WHAT YOU HAVE TO DO: Please retype the entries below exactly as they are written.

··· DATA TO PROCESS

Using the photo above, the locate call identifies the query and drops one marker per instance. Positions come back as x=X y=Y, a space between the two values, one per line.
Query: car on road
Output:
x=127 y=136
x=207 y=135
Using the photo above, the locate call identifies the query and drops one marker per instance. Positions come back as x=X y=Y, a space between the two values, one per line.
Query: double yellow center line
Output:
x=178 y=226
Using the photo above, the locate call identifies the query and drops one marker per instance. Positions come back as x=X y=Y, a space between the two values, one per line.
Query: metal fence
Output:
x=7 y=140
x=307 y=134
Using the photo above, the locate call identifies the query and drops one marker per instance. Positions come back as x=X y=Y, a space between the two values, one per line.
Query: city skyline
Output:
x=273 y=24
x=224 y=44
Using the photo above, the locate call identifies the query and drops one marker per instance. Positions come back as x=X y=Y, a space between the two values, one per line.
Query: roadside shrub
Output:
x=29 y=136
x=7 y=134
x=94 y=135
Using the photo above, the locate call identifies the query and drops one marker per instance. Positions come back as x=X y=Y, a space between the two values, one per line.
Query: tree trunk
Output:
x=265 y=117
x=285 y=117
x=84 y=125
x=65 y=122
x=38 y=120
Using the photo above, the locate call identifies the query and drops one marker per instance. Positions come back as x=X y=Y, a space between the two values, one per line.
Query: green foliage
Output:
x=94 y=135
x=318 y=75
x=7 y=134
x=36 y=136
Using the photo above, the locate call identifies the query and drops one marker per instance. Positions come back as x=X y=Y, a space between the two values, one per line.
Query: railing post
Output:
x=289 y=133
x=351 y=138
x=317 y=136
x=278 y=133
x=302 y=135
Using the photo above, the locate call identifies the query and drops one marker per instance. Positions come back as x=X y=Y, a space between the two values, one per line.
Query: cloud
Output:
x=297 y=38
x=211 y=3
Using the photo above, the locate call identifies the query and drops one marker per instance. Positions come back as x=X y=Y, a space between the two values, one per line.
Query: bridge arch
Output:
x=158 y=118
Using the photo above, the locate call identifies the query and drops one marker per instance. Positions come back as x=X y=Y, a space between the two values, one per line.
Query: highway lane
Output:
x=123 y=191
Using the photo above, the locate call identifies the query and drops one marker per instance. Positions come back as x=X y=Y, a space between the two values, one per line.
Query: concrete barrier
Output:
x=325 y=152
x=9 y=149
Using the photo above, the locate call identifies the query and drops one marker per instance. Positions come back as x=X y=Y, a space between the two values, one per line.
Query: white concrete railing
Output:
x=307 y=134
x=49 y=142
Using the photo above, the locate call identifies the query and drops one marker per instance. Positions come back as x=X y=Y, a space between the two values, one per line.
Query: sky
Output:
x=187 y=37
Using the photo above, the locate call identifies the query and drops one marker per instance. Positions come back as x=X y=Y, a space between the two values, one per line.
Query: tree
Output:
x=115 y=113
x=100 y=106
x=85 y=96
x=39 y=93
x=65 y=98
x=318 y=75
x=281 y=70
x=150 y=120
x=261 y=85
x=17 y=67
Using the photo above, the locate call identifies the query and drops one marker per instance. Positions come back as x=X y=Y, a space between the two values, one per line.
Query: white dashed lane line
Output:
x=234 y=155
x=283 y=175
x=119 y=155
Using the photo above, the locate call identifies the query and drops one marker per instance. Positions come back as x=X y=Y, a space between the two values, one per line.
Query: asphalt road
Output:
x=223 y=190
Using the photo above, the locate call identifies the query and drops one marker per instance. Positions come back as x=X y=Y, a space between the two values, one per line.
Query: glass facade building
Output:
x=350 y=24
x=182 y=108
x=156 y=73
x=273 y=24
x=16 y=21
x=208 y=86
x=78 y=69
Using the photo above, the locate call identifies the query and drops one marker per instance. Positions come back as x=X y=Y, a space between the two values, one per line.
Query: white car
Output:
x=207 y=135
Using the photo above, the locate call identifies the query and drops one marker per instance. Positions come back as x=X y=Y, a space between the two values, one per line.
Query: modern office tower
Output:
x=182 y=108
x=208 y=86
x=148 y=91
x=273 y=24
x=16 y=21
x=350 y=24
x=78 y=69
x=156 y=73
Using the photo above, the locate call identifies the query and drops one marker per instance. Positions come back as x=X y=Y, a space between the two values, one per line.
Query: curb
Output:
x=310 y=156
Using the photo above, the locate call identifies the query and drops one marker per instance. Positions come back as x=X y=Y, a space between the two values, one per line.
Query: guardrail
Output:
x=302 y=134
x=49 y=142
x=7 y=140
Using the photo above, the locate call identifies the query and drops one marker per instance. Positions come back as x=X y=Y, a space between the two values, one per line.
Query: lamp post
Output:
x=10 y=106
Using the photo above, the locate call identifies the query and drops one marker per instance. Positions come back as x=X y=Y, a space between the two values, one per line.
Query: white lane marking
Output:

······

ANSWER TO THE PROBLEM:
Using the photo above, the locate call identifies the query and drops one marker per instance. Positions come back as x=X y=Y, a space between the two values, one per line.
Query: car on road
Output:
x=127 y=136
x=207 y=135
Using the photo above, the locate call identifies the query and drops one marker per instance. Positions come back as x=X y=Y, a space between the two values, one per line.
Query: double yellow center line
Output:
x=178 y=226
Using the photo above, the locate call identifies the query and drops one marker per instance. Positions come back as x=X y=Y, a space between the two values, one per line.
Query: metal fence
Output:
x=7 y=140
x=307 y=134
Using the photo above, the locate call identifies the query and drops one marker per instance. Positions come back as x=X y=Y, a space between the two values, one per line.
Query: city skyline
Output:
x=273 y=24
x=224 y=44
Using the photo above, the locate call identifies the query and drops one marker per instance. Positions come back as x=X y=Y, a space between the two values, one per line.
Query: roadside shrub
Output:
x=29 y=136
x=7 y=134
x=94 y=135
Using the photo above, the locate call identifies the query and drops one marker per instance. Positions come back as x=X y=Y, a space between the two values, one per line.
Query: tree trunk
Output:
x=265 y=117
x=285 y=117
x=84 y=125
x=65 y=122
x=38 y=120
Using the photo above, the locate call identifies the query and drops one marker per instance. Positions come back as x=X y=Y, a space between the two values, one per line.
Query: green foliage
Output:
x=94 y=135
x=318 y=75
x=7 y=134
x=36 y=136
Using the photo above, the locate call identifies the query and drops one marker per instance. Positions come back as x=X y=Y, a space between the two values, one per line.
Query: railing post
Output:
x=289 y=133
x=351 y=138
x=317 y=136
x=278 y=133
x=302 y=135
Using the photo above, the locate call identifies the query and drops one marker per instance. Positions come back as x=X y=Y, a space between the two values, one per line.
Query: cloud
Output:
x=297 y=38
x=211 y=3
Using the photo above, the locate call identifies the query and drops one marker per instance. Positions come back as x=X y=Y, a space between the two values, one per line.
Query: bridge arch
Output:
x=158 y=118
Using the photo above, the locate call identifies the query and drops one marker per instance. Positions come back as x=X y=Y, a space between the two values, one per line.
Query: highway lane
Output:
x=123 y=191
Using the photo above, the locate call identifies the query and drops one marker per instance. Positions come back as x=X y=Y, a space between the two values, one per line.
Query: concrete barrier
Output:
x=325 y=152
x=9 y=149
Using the photo above, the locate call identifies the query and drops one marker per instance. Positions come back as x=X y=Y, a space between the two values, one per line.
Query: white concrete railing
Output:
x=307 y=134
x=49 y=142
Using the photo above, the locate call identifies the query and drops one marker per instance. Positions come back as x=X y=Y, a space between the two values, one per line.
Query: sky
Output:
x=187 y=37
Using the photo above, the locate call identifies the query and drops one marker per instance. Positions come back as x=X y=Y, a space between the two values, one per line.
Query: tree
Output:
x=115 y=113
x=100 y=106
x=85 y=96
x=39 y=93
x=65 y=98
x=318 y=75
x=281 y=70
x=150 y=120
x=261 y=85
x=17 y=67
Using the photo above, the locate call identifies the query and drops one marker per instance. Positions come back as x=X y=Y, a space between the two values, one per line.
Query: white dashed lane line
Output:
x=234 y=155
x=283 y=175
x=119 y=155
Using the photo above, the locate call identifies the query and drops one marker per instance. Positions come back as x=X y=Y, a space between the two values, one per line.
Query: asphalt road
Output:
x=223 y=190
Using the photo above, the locate call identifies the query and drops one marker per instance. Positions come back as x=X y=Y, a space between the two values, one per line.
Query: glass facade building
Output:
x=350 y=24
x=182 y=108
x=156 y=73
x=273 y=24
x=16 y=21
x=208 y=86
x=78 y=69
Using the photo above, the locate call identifies the query and drops one marker per instance. Positions come back as x=X y=Y, a space between the two values, one per line.
Query: white car
Output:
x=207 y=135
Using the photo above, the locate call identifies the query and drops one marker per instance. Positions come back as x=X y=Y, a space between the two values, one per line.
Query: modern office tower
Output:
x=182 y=108
x=208 y=86
x=148 y=91
x=273 y=24
x=16 y=21
x=350 y=24
x=78 y=69
x=156 y=73
Using the photo above, the locate call identifies the query and drops one marker per instance. Positions come back as x=X y=Y, a space between the two values, one per line.
Query: curb
Output:
x=310 y=156
Using the photo above, the locate call identifies the query and drops one marker per instance. Positions come back as x=X y=Y, a space between the two values, one per line.
Query: guardrail
Output:
x=302 y=134
x=49 y=142
x=7 y=140
Using the photo above, the locate call identifies the query and drops one marker per instance. Positions come back as x=X y=Y, a space between the two values, one per line.
Query: lamp post
Output:
x=10 y=106
Using the photo above, the locate call identifies the query and drops one marker per instance. Positions come back as x=X y=Y, a space between the two values, one per line.
Query: white lane marking
Output:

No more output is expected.